Directions:
1. Retype word for word the passage of the final-regulation discussion that begins with the words containing "Also, although the" and ends with "by the FDIC.".
2. List every abbreviation that appears in the final-regulation discussion.

Excerpted text:
════════════════════
One comment questioned the need to eliminate the requirement to disclose the reasons for the discount on minority stock in a Minority Stock Issuance. Finally, six other comments suggested certain specific changes to the regulation, which are discussed separately below.

III. Discussion of the Final Regulation

A. Requirement of a majority of the minority vote

OTS, in issuing the NPR, stated that it believed the minority vote requirement after one year was unduly restrictive. In full conversions, the Conversion Regulations require a vote for only one year after the mutual-to-stock conversion. While Minority Stock Issuances are distinguishable from full conversions because Subsidiary Companies that issue stock have a continuing mutual interest, and entities that complete a full conversion do not have such an interest, stock benefit plans established more than one year after a Minority Stock Issuance do not affect the mutual interest if the plans are funded with stock repurchases. Under such circumstances, plans do not reduce the percentage of stock held by minority shareholders below the percentage that they held upon completion of the Minority Stock Issuance.

Also, although the “majority of the minority” voting requirement has existed for over ten years, it is our understanding that a stock benefit plan put to a shareholder vote has never failed to receive the requisite vote. Under these circumstances, and given the regulatory burdens to which depository institutions are subjected, it is appropriate to inquire whether the cost of obtaining a vote exceeds the benefits.

Further, the FDIC has not required a “majority of the minority” vote more than one year after a minority stock issuance.[4] Therefore, under existing regulations, OTS has been subjecting MHC structures that are under its jurisdiction to requirements that are more onerous than MHC structures that are regulated by the FDIC.

OTS has carefully considered the comments received in response to the NPR. Most of the comments that opposed the proposed elimination of the majority of the minority vote requirement after one year following a Minority Stock Issuance asserted that the proposal created an unacceptable conflict of interest. Without the requirement of a separate minority vote, conflicts of interest exist in the context of stock benefit plans in an MHC structure, because individuals who direct the voting of the MHC's stock also participate in the plan.

The commenters who noted that stock exchange rules and state authorities do not require a separate minority vote where there is a majority shareholder are correct. However, it is not the mere existence of a majority shareholder that may raise conflict of interest concerns. Instead, it is the fact that in MHC structures, the individuals who direct the vote of the MHC's shares have participants in the stock benefit plans that the MHC votes to authorize.
════════════════════
Photo object pointing records:

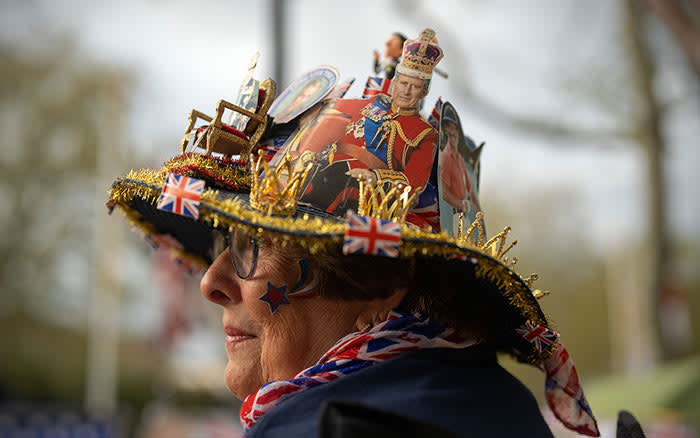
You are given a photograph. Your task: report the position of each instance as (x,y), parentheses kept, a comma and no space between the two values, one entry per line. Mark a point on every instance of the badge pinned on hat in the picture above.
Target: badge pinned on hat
(307,90)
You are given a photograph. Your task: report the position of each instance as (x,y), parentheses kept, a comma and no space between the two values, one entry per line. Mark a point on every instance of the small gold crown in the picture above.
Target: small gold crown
(420,56)
(388,200)
(494,247)
(275,192)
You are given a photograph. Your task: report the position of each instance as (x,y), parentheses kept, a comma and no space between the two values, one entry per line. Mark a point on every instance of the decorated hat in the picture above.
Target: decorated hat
(357,177)
(420,56)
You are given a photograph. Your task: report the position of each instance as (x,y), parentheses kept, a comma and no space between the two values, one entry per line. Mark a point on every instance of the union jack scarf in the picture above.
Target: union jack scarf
(400,333)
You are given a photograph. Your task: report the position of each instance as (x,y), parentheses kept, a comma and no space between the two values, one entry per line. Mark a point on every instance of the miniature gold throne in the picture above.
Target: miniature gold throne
(225,139)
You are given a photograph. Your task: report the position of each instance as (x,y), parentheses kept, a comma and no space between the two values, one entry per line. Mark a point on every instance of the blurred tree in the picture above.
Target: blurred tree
(50,120)
(683,20)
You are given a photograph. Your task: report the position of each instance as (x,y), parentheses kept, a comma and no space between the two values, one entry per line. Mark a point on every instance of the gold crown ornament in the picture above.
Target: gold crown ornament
(388,200)
(276,191)
(420,56)
(494,247)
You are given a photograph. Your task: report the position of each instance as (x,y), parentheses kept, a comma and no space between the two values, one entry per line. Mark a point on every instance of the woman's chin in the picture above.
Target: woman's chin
(240,383)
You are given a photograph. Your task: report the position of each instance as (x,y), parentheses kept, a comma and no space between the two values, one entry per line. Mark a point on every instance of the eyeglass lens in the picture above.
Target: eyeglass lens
(244,253)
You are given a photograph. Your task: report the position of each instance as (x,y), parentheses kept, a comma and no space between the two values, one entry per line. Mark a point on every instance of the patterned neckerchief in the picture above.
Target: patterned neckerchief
(400,333)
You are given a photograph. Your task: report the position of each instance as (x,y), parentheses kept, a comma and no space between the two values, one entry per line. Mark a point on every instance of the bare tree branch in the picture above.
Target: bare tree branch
(495,113)
(686,30)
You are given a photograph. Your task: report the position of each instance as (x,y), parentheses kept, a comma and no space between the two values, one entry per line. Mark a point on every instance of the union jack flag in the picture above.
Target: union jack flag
(375,86)
(540,337)
(181,195)
(370,235)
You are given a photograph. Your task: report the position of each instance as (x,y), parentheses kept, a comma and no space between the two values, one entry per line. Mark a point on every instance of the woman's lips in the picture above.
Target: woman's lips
(235,336)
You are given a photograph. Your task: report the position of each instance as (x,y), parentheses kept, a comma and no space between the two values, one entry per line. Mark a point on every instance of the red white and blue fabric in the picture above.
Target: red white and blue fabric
(375,86)
(565,395)
(434,117)
(181,195)
(400,333)
(540,337)
(371,235)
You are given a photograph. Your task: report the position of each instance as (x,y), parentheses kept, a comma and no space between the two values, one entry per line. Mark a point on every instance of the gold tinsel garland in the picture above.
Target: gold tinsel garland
(232,174)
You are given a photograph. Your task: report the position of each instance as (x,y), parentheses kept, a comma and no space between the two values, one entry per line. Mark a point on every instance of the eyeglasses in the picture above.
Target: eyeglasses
(243,249)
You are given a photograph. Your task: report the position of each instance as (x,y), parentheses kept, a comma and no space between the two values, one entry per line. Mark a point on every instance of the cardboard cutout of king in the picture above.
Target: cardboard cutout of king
(381,139)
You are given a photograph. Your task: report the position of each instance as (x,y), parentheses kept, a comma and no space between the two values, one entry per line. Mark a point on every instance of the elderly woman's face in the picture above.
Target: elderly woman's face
(262,344)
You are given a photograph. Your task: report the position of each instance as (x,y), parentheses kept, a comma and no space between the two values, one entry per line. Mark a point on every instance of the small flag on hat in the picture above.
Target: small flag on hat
(371,235)
(181,195)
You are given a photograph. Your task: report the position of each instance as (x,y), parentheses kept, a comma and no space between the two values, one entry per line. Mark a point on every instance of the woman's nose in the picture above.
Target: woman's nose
(220,284)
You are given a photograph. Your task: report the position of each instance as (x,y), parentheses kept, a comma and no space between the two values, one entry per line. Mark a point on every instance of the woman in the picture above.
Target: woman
(456,388)
(360,306)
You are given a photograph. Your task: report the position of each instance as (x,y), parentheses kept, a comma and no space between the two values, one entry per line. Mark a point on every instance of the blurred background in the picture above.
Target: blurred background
(591,116)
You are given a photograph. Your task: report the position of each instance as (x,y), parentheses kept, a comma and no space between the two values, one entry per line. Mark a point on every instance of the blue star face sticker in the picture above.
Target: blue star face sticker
(275,296)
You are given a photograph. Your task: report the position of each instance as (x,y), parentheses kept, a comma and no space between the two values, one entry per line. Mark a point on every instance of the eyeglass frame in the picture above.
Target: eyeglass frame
(228,238)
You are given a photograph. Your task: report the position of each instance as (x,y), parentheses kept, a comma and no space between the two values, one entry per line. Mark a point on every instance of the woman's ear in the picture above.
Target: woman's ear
(376,311)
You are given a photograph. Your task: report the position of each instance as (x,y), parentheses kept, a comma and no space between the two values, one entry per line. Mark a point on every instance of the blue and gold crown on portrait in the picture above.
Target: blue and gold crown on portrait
(420,56)
(314,183)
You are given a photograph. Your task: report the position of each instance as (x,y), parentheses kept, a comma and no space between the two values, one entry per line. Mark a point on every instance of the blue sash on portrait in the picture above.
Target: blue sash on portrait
(373,120)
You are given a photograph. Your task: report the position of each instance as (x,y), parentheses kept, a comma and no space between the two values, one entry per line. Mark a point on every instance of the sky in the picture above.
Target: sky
(538,59)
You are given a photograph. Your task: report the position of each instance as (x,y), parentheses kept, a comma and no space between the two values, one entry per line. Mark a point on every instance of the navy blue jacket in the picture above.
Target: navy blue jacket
(464,391)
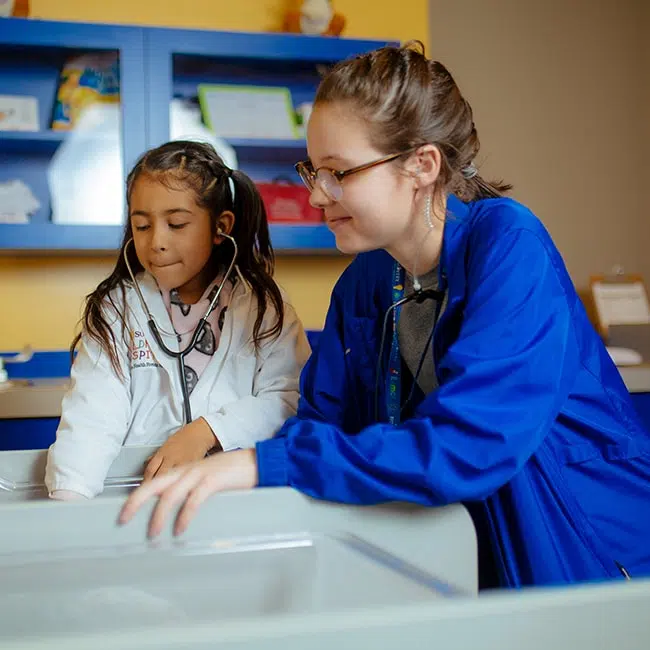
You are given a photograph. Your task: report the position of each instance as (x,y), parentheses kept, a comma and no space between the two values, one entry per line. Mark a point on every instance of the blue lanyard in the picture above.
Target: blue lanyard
(394,379)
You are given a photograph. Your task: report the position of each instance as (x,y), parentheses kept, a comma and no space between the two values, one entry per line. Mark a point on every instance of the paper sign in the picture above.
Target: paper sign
(621,303)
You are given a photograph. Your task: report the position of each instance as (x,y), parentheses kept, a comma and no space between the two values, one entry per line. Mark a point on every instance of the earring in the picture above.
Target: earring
(427,212)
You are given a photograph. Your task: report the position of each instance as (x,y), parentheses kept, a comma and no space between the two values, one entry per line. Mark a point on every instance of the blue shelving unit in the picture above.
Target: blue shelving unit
(156,65)
(32,53)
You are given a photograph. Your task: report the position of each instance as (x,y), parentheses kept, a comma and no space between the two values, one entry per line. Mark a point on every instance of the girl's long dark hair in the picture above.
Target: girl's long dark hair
(198,167)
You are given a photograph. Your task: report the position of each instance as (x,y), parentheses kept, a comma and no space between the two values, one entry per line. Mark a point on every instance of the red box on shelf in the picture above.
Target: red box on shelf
(288,202)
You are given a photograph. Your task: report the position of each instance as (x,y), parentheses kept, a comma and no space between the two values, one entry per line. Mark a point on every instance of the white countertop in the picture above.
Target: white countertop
(34,398)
════════════════════
Complete answers:
1.
Also, although the “majority of the minority” voting requirement has existed for over ten years, it is our understanding that a stock benefit plan put to a shareholder vote has never failed to receive the requisite vote. Under these circumstances, and given the regulatory burdens to which depository institutions are subjected, it is appropriate to inquire whether the cost of obtaining a vote exceeds the benefits.

Further, the FDIC has not required a “majority of the minority” vote more than one year after a minority stock issuance.[4] Therefore, under existing regulations, OTS has been subjecting MHC structures that are under its jurisdiction to requirements that are more onerous than MHC structures that are regulated by the FDIC.

2.
OTS
NPR
FDIC
MHC